DIRECTION:
Please reproduce every line of this listing word for word, leaving the pictures out of your copy.

DATASET EXCERPTS:
○ ○ ○ ○ ○ ○ ○

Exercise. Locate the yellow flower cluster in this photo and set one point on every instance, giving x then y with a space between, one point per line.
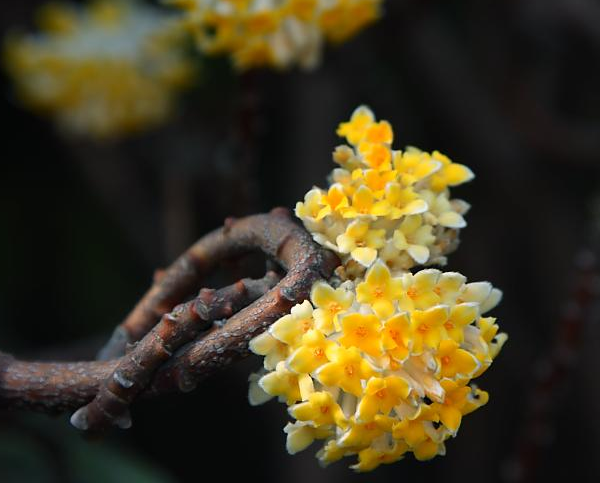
103 70
381 363
278 33
384 203
380 367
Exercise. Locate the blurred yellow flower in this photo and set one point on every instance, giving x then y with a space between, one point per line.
275 33
103 70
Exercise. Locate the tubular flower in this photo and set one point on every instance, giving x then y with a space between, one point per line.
276 33
401 199
379 363
103 70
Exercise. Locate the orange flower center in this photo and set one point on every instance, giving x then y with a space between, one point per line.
334 307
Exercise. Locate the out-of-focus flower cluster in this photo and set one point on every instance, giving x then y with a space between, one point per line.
380 364
385 203
105 69
278 33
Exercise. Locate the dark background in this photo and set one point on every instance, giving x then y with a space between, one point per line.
509 88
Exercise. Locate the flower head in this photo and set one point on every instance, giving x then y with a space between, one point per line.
380 362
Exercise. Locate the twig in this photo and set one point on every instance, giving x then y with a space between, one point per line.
183 324
56 387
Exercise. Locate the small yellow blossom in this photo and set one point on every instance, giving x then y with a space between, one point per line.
370 458
380 362
420 290
428 327
320 410
290 328
301 435
450 174
396 336
361 331
311 354
330 303
381 395
355 130
454 405
285 384
364 203
454 361
380 290
361 242
346 370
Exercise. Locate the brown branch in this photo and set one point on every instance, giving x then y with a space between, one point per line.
110 407
55 387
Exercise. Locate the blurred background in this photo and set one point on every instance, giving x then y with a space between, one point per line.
508 88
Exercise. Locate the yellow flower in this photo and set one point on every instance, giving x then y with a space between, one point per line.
381 395
355 130
371 458
334 200
396 336
415 238
320 410
346 370
288 386
428 327
392 354
379 290
273 349
450 174
364 203
379 132
72 72
375 180
460 316
361 242
361 331
420 290
311 354
289 329
455 362
375 155
301 435
441 211
362 434
403 201
414 165
330 303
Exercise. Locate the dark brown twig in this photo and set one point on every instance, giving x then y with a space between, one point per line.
56 387
183 324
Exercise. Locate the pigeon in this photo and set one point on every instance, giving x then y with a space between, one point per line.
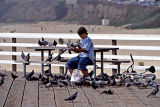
44 42
72 97
60 84
44 80
55 43
154 92
54 82
28 76
40 43
33 78
69 46
14 76
49 58
58 57
94 84
110 92
1 81
27 57
48 73
3 75
91 74
127 85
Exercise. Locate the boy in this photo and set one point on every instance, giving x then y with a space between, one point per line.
86 54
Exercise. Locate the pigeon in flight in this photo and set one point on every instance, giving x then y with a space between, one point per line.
72 97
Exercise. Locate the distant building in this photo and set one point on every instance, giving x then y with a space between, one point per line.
71 2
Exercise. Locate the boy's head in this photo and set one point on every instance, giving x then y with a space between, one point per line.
82 32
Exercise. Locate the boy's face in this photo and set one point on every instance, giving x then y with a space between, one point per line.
84 35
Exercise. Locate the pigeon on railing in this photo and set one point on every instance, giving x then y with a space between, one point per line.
28 76
14 76
94 84
72 97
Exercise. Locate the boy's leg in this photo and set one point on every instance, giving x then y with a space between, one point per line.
85 73
83 62
72 64
71 71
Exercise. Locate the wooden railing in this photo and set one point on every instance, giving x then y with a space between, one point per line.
113 37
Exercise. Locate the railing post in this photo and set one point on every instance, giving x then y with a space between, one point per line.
14 66
114 52
61 69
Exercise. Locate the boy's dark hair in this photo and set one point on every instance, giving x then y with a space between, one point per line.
82 30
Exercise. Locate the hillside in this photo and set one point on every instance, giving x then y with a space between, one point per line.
85 12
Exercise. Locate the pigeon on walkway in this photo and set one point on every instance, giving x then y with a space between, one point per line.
94 84
154 92
110 92
28 76
49 58
54 43
43 42
72 97
14 76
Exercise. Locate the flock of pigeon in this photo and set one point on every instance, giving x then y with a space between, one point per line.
49 80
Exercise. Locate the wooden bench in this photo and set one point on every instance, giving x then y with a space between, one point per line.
115 62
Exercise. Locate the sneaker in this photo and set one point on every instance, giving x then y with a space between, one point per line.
87 78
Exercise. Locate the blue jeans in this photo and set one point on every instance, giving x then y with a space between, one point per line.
79 62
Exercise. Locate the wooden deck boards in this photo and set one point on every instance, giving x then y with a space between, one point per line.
22 93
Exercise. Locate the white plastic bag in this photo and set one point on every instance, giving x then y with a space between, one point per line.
76 77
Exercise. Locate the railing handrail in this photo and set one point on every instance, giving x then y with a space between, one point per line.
105 65
122 47
126 57
75 36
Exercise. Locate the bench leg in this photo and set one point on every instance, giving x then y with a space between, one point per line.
42 64
24 69
49 53
65 72
118 68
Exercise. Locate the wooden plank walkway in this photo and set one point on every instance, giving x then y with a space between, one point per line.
22 93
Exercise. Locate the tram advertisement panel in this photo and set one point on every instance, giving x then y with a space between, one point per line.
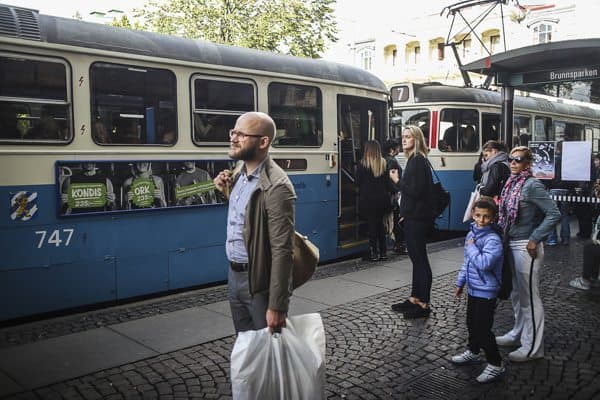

○ ○ ○ ○ ○ ○ ○

ANSWER TO THIS EXERCISE:
Exercise. Locate the yellow flower cluster in this photo and set one point on every instance, giving x then y with a space between, one point per line.
103 70
381 363
278 33
384 203
380 367
Exercise. Locate the blurred yellow flower in this photo and set one point on every instance, giving x then y with a space between, one point per line.
275 33
103 70
Exercise. Locate the tubular flower in this photo and set one point on every instance, giving x then y with a space between, one point per line.
276 33
401 199
379 363
103 70
Exercise. Locate the orange flower center in this photo and set one point on every instance, giving x then y with a space between, one point per line.
334 307
Exercise. Locate the out-of-focus flower cluster in this photo and set one point on every instance, giving x then y with a space between, one point per line.
380 364
385 203
105 69
278 33
Exercise. Locate the dark background in this photo and set one point on every instance, giving x then y with a space between, one point per line.
509 88
Exercise. Locate the flower head in this photo and set one point on every instance, giving x then y with a space between, one point per line.
380 362
Exercise. Locate the twig in this photo and set one point on every instance, giving x then y with a space between, one point per line.
183 324
56 387
Exercise. Locate the small yellow blossom in this photo and set one point on every instance, giving x then y with a space between, one point per line.
370 458
380 362
420 290
428 327
320 410
290 328
301 435
450 174
396 336
361 331
311 354
330 303
381 395
355 130
454 405
285 384
364 203
454 361
380 290
361 242
346 370
Exercise. Locate the brown branch in this photo and set one point on every instance, giving x then y with a space between, one point per line.
110 407
55 387
Exercise. Locate the blurred background in this photo and set one point on every instance, giving x then y with a space between, one point per line.
508 88
Exercise. Locate the yellow flower in this photo and set one point on every instance, giving x then y with a space between, one point per line.
381 395
355 130
371 458
334 200
396 336
415 238
320 410
346 370
288 386
428 327
392 354
379 290
273 349
450 174
364 203
379 132
72 72
375 180
460 316
361 242
361 331
420 290
311 354
289 329
455 362
375 155
301 435
441 211
362 434
403 201
414 165
330 303
Exercise. Locate the dark brown twig in this photo and set one point on every instance, giving x then y with a space between, one point per line.
56 387
183 324
Exercise. Locate the pigeon in this photo and set one point on every instance, giving x then y with a space between, one point per line.
44 42
72 97
60 84
44 80
55 43
154 92
54 82
28 76
40 43
33 78
69 46
14 76
49 58
58 57
94 84
110 92
1 81
27 57
48 73
3 75
91 74
127 85
Exercise. Locate the boy in this photo and set one point on every instance, giving x then y with a space between, one point per line.
86 54
Exercise. Locate the pigeon in flight in this photo and set one point on every instance, giving x then y with a space between, one point per line.
72 97
Exercise. Locate the distant building in this photo and set one point on every instance, giving x then y with a space between, one point per line.
71 2
Exercise. Locate the boy's head in this photo and set one point on every instance, giving x then y with a space between, one point per line.
82 32
Exercise. Locate the boy's face in this photo and set one point on every instance, giving x then y with a space between, one point per line.
84 35
Exercise. Locate the pigeon on railing in this photo and set one point on every instance, giving x then y with a space between, one point per line.
28 76
14 76
94 84
72 97
Exercise. Locate the boy's leg in this photo and set one point on every instance, giving x then y with a space between, one point per line.
85 73
83 62
72 64
71 71
Exercise. Locate the wooden railing in this photo and set one point on every instance, giving x then y with a space between, one point per line.
113 37
Exercise. Locate the railing post in this photo and set one point on every instance, giving x then y with a space between, one point per line.
14 66
114 52
61 69
Exercise. Locate the boy's dark hair in this photo and set one point on every instance, giving x then y with a space between, one point per line.
82 30
Exercise. Locate the hillside in this photo and set one point on every instance, giving x then y with a space between, one point per line.
85 12
Exercise. Locate the pigeon on walkway in this photo and set one point on every instance, giving x then y with a space between, one point per line.
94 84
154 92
110 92
28 76
49 58
54 43
43 42
72 97
14 76
Exercise. Locate the flock of pigeon in this photo and set one point on every instance, giving x then y with a space between, one point per line.
49 80
Exercise. Locate the wooden bench in this photo and set one point on every instance, giving x then y with a space between, one point per line.
115 62
Exercise. Locate the sneaker in this photo and set one point on every instance, giving x then y with a space between, one point per line.
87 78
Exercise. Locate the blue jeans in this photo and set one point on every instance, giving x then y with a space between, one point per line.
79 62
Exercise. Locate the wooden deck boards in this photo and set one point on every instance, giving x then y with a space between, one point per line.
22 93
Exercise. Locate the white plastic bag in this photo and set one point on every instance, giving x then y with a space between, one point per line.
76 77
Exercise. Locate the railing handrail in this photo and set one point on every instance, giving x then y with a space between, one point per line.
105 65
122 47
126 57
75 36
Exercise. Locate the bench leg in this photo and set one point on every instance, giving x then y with a space between, one point per line.
42 64
24 69
49 53
65 72
118 68
Exercise. Locate the wooden plank walkway in this photo and set one point on every instance, giving x then y with a space between, one point per line.
22 93
Exercise. Locate the tram advertisement panel in this photo and set one point on every instance, giving x then y with a space between, one point per line.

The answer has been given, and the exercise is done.